• Task details
Go to the line that contains "In this exercise you will locate the mute" and transcribe from there to the end of the entries, that line and the last one included.

Natural-language object grounding data:
··········

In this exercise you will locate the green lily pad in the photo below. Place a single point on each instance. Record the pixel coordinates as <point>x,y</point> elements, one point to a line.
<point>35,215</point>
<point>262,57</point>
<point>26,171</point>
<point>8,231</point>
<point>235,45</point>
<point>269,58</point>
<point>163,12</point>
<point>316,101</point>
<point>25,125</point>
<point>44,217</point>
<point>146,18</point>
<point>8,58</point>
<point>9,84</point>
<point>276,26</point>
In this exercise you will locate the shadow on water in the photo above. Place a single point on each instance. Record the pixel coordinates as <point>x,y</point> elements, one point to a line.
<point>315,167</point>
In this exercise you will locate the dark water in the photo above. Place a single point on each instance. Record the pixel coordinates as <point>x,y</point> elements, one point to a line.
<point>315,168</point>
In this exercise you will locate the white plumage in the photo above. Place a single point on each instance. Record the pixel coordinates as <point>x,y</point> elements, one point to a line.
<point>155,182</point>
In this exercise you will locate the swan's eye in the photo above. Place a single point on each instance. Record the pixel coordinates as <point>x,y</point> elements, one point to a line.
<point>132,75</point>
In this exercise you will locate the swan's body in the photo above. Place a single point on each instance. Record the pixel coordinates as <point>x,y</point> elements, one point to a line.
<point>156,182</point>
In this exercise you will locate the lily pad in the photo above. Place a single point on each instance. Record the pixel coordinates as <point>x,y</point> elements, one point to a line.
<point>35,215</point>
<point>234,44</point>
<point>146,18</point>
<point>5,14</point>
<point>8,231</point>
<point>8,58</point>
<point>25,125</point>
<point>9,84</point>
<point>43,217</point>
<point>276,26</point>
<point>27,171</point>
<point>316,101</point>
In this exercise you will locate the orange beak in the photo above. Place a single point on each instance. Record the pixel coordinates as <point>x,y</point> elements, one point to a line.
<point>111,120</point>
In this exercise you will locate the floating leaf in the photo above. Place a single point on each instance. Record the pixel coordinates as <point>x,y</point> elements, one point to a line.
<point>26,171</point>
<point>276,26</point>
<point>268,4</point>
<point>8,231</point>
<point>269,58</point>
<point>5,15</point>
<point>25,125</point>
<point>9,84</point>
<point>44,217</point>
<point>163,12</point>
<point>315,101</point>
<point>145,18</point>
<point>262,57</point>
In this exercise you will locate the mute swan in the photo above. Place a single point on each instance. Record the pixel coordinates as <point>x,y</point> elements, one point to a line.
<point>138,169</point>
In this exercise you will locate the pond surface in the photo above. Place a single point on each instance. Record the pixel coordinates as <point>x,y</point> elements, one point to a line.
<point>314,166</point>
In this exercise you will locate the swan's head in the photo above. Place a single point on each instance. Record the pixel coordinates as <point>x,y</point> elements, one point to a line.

··········

• Reply
In this exercise you will locate the mute swan in the photo above. Place a single point on each instance. Record the pixel coordinates as <point>x,y</point> elements, one point to a line.
<point>138,169</point>
In this exercise you will locate the pond surface in the photo above. Place a single point on each instance. Record the pixel coordinates as <point>x,y</point> elements, one point to a line.
<point>314,166</point>
In this exercise you will locate the swan's head in the photo above. Place a single point on each instance. Record the pixel coordinates as <point>x,y</point> elements, one point to a line.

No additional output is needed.